Start STORED RECORDS
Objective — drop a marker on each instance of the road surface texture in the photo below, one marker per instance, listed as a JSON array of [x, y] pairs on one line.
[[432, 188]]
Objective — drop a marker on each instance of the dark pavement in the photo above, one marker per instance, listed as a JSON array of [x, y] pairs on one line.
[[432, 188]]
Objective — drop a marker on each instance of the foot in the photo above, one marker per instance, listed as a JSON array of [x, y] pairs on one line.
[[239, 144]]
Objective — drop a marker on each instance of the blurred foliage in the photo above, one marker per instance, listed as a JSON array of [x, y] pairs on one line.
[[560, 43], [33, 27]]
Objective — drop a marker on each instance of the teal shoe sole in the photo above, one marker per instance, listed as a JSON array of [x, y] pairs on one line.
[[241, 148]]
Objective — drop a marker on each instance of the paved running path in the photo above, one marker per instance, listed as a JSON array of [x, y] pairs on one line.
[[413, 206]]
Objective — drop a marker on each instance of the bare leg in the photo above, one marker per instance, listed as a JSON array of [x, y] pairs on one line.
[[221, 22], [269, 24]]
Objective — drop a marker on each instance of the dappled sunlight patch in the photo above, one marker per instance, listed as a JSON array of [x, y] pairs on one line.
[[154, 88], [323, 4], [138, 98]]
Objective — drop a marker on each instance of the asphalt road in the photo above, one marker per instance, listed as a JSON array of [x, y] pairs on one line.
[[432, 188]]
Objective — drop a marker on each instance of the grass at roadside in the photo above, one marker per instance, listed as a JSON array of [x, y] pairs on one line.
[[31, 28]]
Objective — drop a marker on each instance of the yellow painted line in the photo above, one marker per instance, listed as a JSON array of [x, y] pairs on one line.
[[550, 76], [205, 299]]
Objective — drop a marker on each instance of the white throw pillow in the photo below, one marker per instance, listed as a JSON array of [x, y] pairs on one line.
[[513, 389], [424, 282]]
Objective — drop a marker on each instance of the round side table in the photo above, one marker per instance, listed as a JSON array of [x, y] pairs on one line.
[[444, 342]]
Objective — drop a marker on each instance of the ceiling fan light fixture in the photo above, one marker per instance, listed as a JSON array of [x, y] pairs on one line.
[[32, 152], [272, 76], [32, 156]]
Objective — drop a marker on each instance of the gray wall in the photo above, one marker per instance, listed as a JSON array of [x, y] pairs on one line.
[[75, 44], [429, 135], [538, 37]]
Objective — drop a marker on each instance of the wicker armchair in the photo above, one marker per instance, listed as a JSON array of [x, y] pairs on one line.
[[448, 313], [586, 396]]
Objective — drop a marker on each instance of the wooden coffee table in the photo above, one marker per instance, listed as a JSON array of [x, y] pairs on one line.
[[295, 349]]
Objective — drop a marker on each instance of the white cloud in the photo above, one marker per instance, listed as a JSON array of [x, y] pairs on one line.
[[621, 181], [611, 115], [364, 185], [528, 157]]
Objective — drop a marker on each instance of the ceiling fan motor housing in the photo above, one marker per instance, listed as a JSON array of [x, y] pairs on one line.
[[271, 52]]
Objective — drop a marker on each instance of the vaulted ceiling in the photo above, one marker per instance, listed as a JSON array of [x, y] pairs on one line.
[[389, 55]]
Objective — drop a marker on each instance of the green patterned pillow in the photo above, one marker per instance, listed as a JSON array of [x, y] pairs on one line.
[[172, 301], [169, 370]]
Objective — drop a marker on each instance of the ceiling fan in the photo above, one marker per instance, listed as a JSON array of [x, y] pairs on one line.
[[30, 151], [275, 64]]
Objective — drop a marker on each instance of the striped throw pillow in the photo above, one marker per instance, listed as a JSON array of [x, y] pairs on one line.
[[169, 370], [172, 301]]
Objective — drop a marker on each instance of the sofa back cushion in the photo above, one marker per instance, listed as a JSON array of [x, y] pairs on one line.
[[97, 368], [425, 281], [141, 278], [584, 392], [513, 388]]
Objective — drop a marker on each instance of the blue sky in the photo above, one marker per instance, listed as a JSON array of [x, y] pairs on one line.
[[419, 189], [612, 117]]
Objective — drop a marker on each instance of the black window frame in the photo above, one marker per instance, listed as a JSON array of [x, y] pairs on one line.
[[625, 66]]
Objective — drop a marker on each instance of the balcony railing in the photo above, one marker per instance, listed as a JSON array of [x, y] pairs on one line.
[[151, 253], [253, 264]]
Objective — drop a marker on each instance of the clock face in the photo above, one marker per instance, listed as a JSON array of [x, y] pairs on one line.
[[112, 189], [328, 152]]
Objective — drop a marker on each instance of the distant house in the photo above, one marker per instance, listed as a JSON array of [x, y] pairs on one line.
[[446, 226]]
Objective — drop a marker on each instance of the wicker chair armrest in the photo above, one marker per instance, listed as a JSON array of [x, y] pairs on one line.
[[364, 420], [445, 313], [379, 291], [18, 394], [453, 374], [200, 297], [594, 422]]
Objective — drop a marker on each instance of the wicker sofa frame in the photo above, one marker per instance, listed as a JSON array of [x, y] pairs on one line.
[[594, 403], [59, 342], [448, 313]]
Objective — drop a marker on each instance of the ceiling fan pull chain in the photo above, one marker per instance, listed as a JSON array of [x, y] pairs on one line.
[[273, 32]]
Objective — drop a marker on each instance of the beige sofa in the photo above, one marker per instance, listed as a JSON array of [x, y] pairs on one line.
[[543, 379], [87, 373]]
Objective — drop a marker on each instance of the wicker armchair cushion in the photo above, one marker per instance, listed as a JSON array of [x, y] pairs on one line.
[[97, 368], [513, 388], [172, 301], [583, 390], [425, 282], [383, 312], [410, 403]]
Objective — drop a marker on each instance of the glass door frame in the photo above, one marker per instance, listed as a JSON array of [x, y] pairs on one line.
End STORED RECORDS
▸ THE EXERCISE: Return the lines of the records above verbatim, beginning with the line that contains "the wicker sofa" and continuing through the line that contains "[[543, 379], [87, 373]]", including both of those lines.

▸ FULL OUTPUT:
Objective — drop a marker on each instance of the wicker sofa frame in the photo above, one marker per instance, listed as a JSON array of [x, y] pairs on one line.
[[594, 403], [59, 342], [448, 313]]
Objective — drop a marker on each instance of the ceiling fan pull chain in the photo above, one marker per instance, listed as a JSON array of [x, y] pairs on one line.
[[273, 32]]
Objective — drop a marker on each instance of the beige sofa in the photo above, one marker per instance, listed as a JSON array of [x, y] pairs on one line.
[[543, 379], [87, 373]]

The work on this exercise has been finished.